Aim of the task ->
Where the line containing "white shirt cuff." appears, start copying; continue through the last line below and copy nothing else.

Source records
╔══

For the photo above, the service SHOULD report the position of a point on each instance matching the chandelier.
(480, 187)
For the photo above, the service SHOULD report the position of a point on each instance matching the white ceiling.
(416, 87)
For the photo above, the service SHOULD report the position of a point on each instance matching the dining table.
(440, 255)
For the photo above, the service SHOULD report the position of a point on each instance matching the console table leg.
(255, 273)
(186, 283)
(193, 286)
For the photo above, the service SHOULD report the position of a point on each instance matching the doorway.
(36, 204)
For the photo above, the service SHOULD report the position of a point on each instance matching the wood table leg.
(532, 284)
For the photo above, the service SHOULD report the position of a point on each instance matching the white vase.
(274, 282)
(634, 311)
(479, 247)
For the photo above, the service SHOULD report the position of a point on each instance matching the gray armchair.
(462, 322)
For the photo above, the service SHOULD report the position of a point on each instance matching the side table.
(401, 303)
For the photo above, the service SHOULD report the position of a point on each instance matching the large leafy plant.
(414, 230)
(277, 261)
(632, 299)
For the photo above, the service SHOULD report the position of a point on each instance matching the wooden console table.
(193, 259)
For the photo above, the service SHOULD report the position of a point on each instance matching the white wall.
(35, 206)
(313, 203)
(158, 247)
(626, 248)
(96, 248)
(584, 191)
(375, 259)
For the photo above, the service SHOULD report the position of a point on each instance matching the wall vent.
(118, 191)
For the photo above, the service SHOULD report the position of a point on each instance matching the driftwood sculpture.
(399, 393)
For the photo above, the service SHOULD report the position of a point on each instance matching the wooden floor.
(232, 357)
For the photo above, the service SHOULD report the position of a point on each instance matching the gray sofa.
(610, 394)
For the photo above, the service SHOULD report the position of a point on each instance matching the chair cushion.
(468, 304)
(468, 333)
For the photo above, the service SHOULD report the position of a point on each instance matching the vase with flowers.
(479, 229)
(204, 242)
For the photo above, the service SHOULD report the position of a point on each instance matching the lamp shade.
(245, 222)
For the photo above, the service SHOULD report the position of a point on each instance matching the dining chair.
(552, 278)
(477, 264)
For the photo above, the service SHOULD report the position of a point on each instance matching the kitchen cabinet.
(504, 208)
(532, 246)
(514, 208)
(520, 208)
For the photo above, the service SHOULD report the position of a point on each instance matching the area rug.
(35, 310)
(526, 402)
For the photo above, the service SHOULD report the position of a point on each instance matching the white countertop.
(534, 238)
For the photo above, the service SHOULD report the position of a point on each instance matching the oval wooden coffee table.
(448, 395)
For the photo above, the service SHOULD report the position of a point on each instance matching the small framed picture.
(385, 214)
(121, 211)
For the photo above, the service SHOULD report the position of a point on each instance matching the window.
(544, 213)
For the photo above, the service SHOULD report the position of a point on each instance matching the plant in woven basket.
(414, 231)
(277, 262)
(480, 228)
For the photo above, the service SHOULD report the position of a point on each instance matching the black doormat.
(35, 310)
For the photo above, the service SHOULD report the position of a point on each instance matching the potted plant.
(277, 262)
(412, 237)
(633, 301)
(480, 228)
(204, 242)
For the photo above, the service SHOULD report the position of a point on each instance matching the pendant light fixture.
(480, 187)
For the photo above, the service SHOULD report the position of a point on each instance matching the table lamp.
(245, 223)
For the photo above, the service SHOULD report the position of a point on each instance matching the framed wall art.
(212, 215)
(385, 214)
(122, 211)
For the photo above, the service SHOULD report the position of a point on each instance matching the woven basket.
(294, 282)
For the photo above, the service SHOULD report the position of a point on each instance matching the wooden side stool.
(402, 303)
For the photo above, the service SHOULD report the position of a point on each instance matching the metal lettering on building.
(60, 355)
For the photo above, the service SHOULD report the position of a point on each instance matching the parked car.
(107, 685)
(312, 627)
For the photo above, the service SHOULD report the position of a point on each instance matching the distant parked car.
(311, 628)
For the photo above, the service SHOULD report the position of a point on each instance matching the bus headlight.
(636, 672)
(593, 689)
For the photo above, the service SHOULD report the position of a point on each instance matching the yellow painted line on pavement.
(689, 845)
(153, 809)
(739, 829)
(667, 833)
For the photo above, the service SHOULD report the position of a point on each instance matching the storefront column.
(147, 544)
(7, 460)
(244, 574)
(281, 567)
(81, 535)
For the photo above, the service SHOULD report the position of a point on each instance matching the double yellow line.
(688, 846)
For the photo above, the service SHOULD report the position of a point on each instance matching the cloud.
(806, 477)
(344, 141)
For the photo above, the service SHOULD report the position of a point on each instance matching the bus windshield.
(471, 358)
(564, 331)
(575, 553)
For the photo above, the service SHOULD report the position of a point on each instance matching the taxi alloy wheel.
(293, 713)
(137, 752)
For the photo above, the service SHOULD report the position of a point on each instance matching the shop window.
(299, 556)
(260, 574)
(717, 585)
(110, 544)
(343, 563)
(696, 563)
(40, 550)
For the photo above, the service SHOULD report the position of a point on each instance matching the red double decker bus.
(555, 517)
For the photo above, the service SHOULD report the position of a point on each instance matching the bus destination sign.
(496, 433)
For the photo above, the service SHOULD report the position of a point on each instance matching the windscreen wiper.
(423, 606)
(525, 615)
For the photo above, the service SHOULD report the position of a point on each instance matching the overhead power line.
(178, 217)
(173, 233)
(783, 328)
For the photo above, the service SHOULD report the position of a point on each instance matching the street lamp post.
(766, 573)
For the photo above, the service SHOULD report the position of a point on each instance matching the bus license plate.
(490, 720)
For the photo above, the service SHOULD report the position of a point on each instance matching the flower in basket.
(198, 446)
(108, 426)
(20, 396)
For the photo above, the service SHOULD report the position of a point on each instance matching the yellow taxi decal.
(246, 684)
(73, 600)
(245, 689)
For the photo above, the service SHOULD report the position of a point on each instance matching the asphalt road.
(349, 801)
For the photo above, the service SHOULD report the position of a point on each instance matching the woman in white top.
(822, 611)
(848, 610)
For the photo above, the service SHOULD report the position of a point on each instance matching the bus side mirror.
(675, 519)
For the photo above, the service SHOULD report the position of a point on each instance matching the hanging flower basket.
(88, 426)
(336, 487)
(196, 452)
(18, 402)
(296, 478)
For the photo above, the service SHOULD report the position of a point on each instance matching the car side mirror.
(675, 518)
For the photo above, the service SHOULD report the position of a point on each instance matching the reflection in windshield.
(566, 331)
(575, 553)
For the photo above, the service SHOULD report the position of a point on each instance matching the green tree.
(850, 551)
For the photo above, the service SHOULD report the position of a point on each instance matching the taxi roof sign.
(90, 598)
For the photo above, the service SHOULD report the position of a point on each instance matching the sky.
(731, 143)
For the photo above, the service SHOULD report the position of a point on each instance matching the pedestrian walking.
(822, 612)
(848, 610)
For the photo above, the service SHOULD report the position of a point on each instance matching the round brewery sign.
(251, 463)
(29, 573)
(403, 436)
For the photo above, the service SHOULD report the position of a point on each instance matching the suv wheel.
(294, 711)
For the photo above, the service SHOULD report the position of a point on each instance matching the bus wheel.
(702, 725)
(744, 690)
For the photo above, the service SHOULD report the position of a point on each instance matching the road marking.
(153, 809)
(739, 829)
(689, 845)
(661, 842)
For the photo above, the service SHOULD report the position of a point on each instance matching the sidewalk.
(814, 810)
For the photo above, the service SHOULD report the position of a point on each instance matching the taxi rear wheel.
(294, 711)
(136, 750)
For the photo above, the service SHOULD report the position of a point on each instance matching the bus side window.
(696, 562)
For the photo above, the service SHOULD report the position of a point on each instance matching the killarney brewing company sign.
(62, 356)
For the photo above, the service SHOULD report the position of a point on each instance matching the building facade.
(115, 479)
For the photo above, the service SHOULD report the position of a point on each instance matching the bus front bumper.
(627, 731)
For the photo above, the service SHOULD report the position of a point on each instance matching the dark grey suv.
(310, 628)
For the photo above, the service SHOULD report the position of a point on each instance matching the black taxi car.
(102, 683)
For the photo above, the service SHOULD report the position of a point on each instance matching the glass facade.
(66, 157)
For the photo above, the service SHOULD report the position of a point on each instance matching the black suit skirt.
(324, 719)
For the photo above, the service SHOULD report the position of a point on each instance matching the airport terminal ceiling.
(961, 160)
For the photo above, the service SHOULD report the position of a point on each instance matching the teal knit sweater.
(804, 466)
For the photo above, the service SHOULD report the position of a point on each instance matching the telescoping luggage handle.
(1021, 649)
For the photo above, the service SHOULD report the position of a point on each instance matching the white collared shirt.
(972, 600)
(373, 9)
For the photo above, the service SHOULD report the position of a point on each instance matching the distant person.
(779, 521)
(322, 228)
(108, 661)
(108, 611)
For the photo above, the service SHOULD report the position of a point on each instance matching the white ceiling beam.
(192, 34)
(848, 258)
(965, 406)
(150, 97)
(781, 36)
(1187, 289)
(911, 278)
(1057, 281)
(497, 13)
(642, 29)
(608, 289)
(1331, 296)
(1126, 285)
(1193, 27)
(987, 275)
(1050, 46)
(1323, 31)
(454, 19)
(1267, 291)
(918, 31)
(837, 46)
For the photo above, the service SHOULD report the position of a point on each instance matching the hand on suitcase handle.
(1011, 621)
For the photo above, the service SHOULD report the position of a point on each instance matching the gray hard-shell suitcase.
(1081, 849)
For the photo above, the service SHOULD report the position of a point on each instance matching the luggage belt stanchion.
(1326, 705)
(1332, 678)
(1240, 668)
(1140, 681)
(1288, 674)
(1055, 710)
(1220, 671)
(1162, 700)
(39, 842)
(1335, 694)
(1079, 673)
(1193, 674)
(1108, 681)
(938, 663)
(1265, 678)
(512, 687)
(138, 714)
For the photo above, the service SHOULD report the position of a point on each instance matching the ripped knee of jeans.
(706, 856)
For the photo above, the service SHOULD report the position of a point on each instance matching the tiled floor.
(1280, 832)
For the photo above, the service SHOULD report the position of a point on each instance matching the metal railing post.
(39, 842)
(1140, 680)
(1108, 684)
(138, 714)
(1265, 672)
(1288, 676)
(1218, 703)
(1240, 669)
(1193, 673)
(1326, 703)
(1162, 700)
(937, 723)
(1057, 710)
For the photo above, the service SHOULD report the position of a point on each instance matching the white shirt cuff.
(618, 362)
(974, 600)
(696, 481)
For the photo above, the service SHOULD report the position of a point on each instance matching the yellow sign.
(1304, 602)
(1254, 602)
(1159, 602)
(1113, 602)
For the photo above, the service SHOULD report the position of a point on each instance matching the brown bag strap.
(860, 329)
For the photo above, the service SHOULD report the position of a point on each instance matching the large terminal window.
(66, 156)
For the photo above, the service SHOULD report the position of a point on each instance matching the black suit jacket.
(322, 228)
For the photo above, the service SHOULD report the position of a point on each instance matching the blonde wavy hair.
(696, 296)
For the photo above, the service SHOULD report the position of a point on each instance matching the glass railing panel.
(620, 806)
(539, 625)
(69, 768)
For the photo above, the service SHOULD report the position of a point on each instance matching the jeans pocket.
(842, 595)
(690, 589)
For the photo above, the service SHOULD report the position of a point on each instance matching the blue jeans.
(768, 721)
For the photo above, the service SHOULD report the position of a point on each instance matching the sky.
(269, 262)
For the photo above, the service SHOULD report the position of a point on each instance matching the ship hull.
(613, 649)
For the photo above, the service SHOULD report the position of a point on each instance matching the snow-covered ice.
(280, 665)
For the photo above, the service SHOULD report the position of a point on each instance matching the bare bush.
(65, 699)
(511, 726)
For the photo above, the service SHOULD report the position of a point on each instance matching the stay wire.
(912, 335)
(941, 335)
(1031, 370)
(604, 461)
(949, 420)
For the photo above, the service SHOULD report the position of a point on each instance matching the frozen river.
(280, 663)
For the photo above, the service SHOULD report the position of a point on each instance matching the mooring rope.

╚══

Written answer ->
For the photo above, the service SHOULD report the position of a point on each instance matching the white shirt cuff.
(618, 362)
(974, 600)
(696, 481)
For the photo above, the service SHOULD report the position of a point on each instance matching the yellow sign.
(1304, 602)
(1254, 602)
(1159, 602)
(1113, 602)
For the photo above, the service SHOULD report the position of a point on each instance matching the brown bag strap.
(860, 329)
For the photo above, the service SHOULD report the position of a point on each instance matching the large terminal window.
(66, 156)
For the photo above, the service SHOULD report the position of a point on each instance matching the black suit jacket.
(322, 228)
For the photo above, the service SHOULD report the position of a point on each instance matching the blonde wavy hair.
(696, 296)
For the photo above, the service SHOULD report the position of a point on each instance matching the glass railing panel.
(620, 806)
(539, 625)
(69, 768)
For the photo above, the service SHOULD report the position of a point on each instance matching the jeans pocket.
(842, 595)
(690, 589)
For the photo above, the service SHOULD report the position of a point on each instance matching the blue jeans.
(768, 721)
For the photo above, the service SHOULD report the position of a point on each instance matching the sky.
(269, 262)
For the photo above, the service SHOULD report the position of a point on each instance matching the ship hull.
(613, 649)
For the photo above, the service SHOULD report the position of a point on each instance matching the snow-covered ice.
(280, 665)
For the photo above, the service SHOULD report the position of a point on each instance matching the bare bush.
(65, 699)
(511, 726)
For the photo above, the service SHOULD report the position of a point on each instance matching the stay wire.
(912, 335)
(941, 335)
(1031, 370)
(604, 461)
(949, 420)
For the photo above, the service SHOULD report the position of a point on each instance matching the frozen river.
(280, 663)
For the photo above, the service SHOULD report the position of a point on each instance matching the mooring rope.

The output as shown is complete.